Dataset items:
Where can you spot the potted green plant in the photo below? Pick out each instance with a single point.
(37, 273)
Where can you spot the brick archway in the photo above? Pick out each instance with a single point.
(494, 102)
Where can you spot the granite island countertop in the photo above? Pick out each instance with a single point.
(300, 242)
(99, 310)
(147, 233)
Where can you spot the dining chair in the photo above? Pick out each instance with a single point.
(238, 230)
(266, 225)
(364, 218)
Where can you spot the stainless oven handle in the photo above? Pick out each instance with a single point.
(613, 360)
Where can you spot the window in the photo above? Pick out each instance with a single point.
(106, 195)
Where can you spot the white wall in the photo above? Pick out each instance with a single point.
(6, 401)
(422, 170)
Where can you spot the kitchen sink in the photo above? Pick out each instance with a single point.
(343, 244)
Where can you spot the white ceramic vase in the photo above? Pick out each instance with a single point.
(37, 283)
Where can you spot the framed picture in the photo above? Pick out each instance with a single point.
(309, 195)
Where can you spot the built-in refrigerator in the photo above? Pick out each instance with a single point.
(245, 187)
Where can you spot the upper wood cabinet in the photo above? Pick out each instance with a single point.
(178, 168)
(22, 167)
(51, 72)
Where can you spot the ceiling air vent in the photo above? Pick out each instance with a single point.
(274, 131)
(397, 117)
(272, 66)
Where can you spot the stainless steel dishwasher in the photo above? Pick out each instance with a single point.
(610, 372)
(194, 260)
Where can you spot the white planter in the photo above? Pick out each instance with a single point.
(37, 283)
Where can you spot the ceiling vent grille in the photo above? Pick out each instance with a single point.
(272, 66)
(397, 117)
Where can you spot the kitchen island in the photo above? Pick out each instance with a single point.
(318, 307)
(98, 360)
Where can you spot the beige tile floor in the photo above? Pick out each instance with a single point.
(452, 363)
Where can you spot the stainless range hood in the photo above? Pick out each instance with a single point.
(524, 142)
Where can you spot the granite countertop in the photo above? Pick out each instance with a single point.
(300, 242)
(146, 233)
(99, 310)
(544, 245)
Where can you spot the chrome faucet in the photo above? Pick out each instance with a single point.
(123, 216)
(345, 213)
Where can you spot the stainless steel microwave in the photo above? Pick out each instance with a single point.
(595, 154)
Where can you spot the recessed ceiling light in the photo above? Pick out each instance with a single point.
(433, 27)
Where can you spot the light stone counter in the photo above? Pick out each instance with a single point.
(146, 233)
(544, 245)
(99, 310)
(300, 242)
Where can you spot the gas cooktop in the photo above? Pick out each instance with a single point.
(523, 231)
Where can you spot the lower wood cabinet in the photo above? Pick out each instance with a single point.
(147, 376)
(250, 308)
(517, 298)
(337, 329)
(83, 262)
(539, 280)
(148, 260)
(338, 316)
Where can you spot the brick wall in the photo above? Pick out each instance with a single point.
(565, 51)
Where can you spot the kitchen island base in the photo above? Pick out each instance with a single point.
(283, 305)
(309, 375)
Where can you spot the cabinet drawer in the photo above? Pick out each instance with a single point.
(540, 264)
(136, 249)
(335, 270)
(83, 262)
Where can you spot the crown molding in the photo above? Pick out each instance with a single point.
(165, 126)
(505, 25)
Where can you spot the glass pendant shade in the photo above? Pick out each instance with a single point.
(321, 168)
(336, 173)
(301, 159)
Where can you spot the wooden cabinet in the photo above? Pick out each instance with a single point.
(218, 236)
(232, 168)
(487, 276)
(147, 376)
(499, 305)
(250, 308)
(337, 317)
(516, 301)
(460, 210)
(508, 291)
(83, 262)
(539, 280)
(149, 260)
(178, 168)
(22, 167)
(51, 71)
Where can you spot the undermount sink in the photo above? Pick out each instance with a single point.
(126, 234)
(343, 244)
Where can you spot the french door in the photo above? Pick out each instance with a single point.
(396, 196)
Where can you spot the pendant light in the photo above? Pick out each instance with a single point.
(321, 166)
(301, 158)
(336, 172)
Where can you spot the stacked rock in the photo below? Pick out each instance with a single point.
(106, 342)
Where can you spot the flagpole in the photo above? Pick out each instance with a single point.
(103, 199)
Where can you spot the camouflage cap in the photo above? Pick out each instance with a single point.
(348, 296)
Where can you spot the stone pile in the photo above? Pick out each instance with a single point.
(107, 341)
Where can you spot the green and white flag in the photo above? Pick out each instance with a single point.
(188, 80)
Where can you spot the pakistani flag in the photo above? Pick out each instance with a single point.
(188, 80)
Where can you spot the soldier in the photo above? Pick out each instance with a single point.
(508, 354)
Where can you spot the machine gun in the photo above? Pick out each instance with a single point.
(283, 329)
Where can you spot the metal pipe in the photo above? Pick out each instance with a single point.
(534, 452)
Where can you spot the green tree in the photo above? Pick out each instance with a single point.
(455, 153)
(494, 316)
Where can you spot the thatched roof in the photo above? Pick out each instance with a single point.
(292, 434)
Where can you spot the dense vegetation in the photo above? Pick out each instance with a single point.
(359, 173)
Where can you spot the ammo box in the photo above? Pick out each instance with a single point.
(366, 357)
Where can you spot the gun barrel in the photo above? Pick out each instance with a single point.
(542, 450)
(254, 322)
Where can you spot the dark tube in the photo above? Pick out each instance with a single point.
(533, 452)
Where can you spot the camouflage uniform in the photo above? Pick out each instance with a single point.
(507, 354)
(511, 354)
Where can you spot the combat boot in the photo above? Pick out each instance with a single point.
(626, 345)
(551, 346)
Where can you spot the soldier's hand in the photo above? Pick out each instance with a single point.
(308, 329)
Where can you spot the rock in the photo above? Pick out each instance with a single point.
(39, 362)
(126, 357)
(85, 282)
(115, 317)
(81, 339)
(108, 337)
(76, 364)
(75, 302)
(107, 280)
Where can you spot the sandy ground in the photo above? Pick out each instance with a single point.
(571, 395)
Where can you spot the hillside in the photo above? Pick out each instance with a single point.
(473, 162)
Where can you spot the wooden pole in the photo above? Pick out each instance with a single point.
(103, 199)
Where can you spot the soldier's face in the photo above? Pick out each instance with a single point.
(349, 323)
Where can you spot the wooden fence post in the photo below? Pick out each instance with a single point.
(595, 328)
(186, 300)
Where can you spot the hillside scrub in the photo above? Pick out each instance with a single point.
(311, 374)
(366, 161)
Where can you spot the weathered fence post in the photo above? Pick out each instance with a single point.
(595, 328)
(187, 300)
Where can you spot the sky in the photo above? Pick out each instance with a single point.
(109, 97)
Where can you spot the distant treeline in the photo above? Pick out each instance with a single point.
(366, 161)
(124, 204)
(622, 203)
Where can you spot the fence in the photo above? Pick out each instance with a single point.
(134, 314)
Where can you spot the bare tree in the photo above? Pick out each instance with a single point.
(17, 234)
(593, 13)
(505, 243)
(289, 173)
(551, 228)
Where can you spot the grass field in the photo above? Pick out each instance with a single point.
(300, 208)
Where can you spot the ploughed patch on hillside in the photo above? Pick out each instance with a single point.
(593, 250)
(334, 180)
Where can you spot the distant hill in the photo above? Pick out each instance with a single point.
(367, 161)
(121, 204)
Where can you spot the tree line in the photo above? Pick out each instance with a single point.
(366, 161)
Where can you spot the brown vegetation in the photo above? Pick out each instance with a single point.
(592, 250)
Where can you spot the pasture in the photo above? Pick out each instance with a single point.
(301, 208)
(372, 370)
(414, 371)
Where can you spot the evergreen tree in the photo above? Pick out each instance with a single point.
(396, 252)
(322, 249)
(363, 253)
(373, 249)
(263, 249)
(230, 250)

◆ WORK REQUIRED
Copy out every one of the dataset items above word for word, with nothing left out.

◆ ANSWER TO THIS EXERCISE
Where can you spot the potted green plant in the photo below? Pick out each instance with a single point.
(37, 273)
Where can you spot the brick archway in the photo above? Pick out each instance with a single point.
(494, 102)
Where can you spot the granite island countertop in the photo above? Pick out each instance with a single point.
(300, 242)
(99, 310)
(147, 233)
Where can you spot the dining chair in the photo above? Pick out each instance with a single point.
(238, 230)
(266, 225)
(364, 218)
Where can you spot the stainless oven handle in the photo above? Pick out each instance with a single point.
(613, 360)
Where can you spot the window in the photo above? Pick out each instance with a single point.
(106, 195)
Where can you spot the white wall in the photo above? Pick out each instance with a single point.
(6, 401)
(422, 170)
Where can you spot the kitchen sink in the photo above? Pick out each instance with a single point.
(343, 244)
Where can you spot the white ceramic vase in the photo above? Pick out each instance with a single point.
(37, 283)
Where can you spot the framed picture in the photo above? Pick out each instance with a single point.
(309, 195)
Where can you spot the built-in refrigerator in the photo above? Pick out each instance with a single point.
(245, 187)
Where can you spot the upper wood cabinet in the photo above? Pick out each instance with a single point.
(178, 168)
(22, 167)
(51, 72)
Where can you spot the ceiling air vent in the photo above? Pick out each instance with a single point.
(274, 131)
(397, 117)
(272, 66)
Where can you spot the stainless steel dishwasher in the photo above? Pick out each instance with a single point.
(610, 372)
(194, 260)
Where can you spot the white planter in the photo above? Pick out each instance with a single point.
(37, 283)
Where can you spot the ceiling vent grille in the photo above? Pick out each instance with a single point.
(272, 66)
(397, 117)
Where can you spot the kitchen island in the photo above? Pick out each instance with a single point.
(318, 307)
(98, 360)
Where can you spot the beige tile floor in the photo above? Pick out each instance with a single point.
(452, 363)
Where can you spot the stainless range hood in the photo above? Pick out each instance with a single point.
(524, 142)
Where can you spot the granite countertop in the photo above? Pick out each instance with a single point.
(300, 242)
(146, 233)
(99, 310)
(544, 245)
Where can you spot the chrome faucet in the photo above? Pick out each instance with a single point.
(123, 216)
(345, 213)
Where can you spot the stainless steel microwave in the photo above? Pick out each instance with a single point.
(595, 154)
Where can you spot the recessed ceiling light in the photo above? Pick out each instance with a single point.
(433, 27)
Where can you spot the light stone counter in the photo above? Pick out each instance with a single point.
(146, 233)
(544, 245)
(99, 310)
(300, 242)
Where can you spot the gas cooktop in the photo above? Pick out each instance with a single point.
(523, 231)
Where can you spot the lower wood cabinet in the photo above? Pick out each instance with a single point.
(147, 376)
(250, 308)
(517, 298)
(337, 329)
(83, 262)
(539, 280)
(148, 260)
(338, 316)
Where can you spot the brick wall in the photo above? Pick out each instance with a single point.
(565, 51)
Where can you spot the kitchen island base in the photo above? Pick out each instance with a single point.
(283, 305)
(309, 375)
Where can you spot the cabinet drawer in the photo above? Pick out each instance with a single point.
(540, 264)
(136, 249)
(335, 270)
(83, 262)
Where can you spot the crown molding in the photo above? Pick out each instance with a single point.
(165, 126)
(505, 25)
Where can you spot the glass pendant shade in the photo above? Pick out each instance with a single point.
(321, 168)
(336, 173)
(301, 159)
Where can you spot the wooden cabinet in the photo above? Pick out each instance with a single point.
(218, 236)
(232, 168)
(487, 276)
(147, 376)
(499, 305)
(250, 308)
(337, 317)
(516, 301)
(460, 210)
(508, 291)
(83, 262)
(539, 280)
(149, 260)
(178, 168)
(22, 167)
(51, 71)
Where can you spot the undermount sink in the photo above? Pick out each instance with a single point.
(126, 234)
(343, 244)
Where can you spot the french door in the photo above? Pick out each instance with a single point.
(396, 196)
Where can you spot the pendant light in the photo above? Pick out each instance with a single point.
(321, 166)
(301, 158)
(336, 172)
Where can you spot the stacked rock in the photo below? Pick out each instance with a single point.
(106, 342)
Where can you spot the flagpole in the photo above? Pick out each instance with a single point.
(103, 199)
Where can you spot the camouflage cap in the photo above? Pick out each instance with a single point.
(348, 296)
Where can you spot the stone pile in the photo above? Pick out each instance with a single point.
(107, 341)
Where can you spot the green and white flag in the photo above? Pick out each instance with a single point.
(188, 80)
Where can you spot the pakistani flag in the photo above? Pick out each instance with a single point.
(188, 80)
Where can you spot the soldier in the photo above? Pick out each instance with a single point.
(508, 354)
Where can you spot the machine gun in the photo above? Pick out each instance with a single point.
(283, 329)
Where can you spot the metal pipe in the photo above? Pick out each instance with a single point.
(534, 452)
Where can you spot the green tree in the photo above? Pick out each instance with a single point.
(455, 153)
(494, 316)
Where can you spot the thatched roof in the photo above? Pick out each instance with a single point.
(292, 434)
Where can you spot the dense vegetation in the photo above? Pick out each instance with a single point.
(359, 173)
Where can you spot the ammo box in the photo above? Pick out each instance with a single point.
(366, 357)
Where can you spot the gun barrel in the photo above? Pick out each instance with a single point.
(542, 450)
(254, 322)
Where can you spot the dark tube in the photo above? Pick out each instance with a single point.
(533, 452)
Where can you spot the camouflage uniform in the photo above? Pick out each instance with a single point.
(507, 354)
(511, 354)
Where can you spot the combat boot in the photo above? Pick out each instance with a single point.
(626, 345)
(551, 346)
Where can you spot the soldier's hand in the photo above? Pick out each instance with a single point.
(308, 329)
Where can you spot the rock in the photo above? Pick out each instance with a single point.
(39, 362)
(126, 357)
(85, 282)
(115, 317)
(81, 339)
(108, 337)
(76, 364)
(75, 302)
(107, 280)
Where can you spot the sandy ground in the photo above? Pick out each instance with a single point.
(571, 395)
Where can you spot the hillside in the photo above? Pick out each instance with a single point.
(473, 162)
Where can you spot the wooden pole in the photo above? Pick out each instance with a single point.
(103, 199)
Where can you spot the soldier's face in the photo above? Pick out each instance with a single point.
(349, 323)
Where can you spot the wooden fence post in the photo below? Pick out each instance with a single point.
(595, 328)
(186, 300)
Where can you spot the hillside scrub in the photo above? Pick out each instance with a single point.
(311, 374)
(366, 161)
Where can you spot the weathered fence post in the photo above? Pick out each instance with a single point.
(595, 328)
(187, 300)
Where can you spot the sky in the photo above? Pick out each instance with a single point.
(109, 97)
Where can you spot the distant treeline in the photo above? Pick out each instance with a single point.
(366, 161)
(124, 204)
(622, 203)
Where can you spot the fence in the photo above? Pick out each instance with a single point.
(134, 314)
Where can you spot the bare tree in the photo above? Pick out each instance with a single point.
(17, 234)
(593, 13)
(505, 243)
(289, 173)
(551, 228)
Where can you spot the grass field in the photo above? Pick out each instance with a single point.
(300, 208)
Where can you spot the ploughed patch on hillside in the photo above? Pick out each instance with a single point.
(593, 250)
(334, 180)
Where can you spot the distant hill in the photo above? Pick out each instance with a single point.
(367, 161)
(121, 204)
Where can you spot the tree line in the photo above? Pick out each instance with a single point.
(366, 161)
Where can you spot the brown vegetation in the photo above? Pick out each instance with a single point.
(592, 250)
Where can you spot the pasture in the photo above? Pick out each instance with a single point.
(301, 208)
(372, 370)
(414, 371)
Where can you spot the evergreen tree in the photo above? Pick out each instance with a single point.
(396, 252)
(322, 249)
(363, 253)
(373, 249)
(263, 249)
(230, 250)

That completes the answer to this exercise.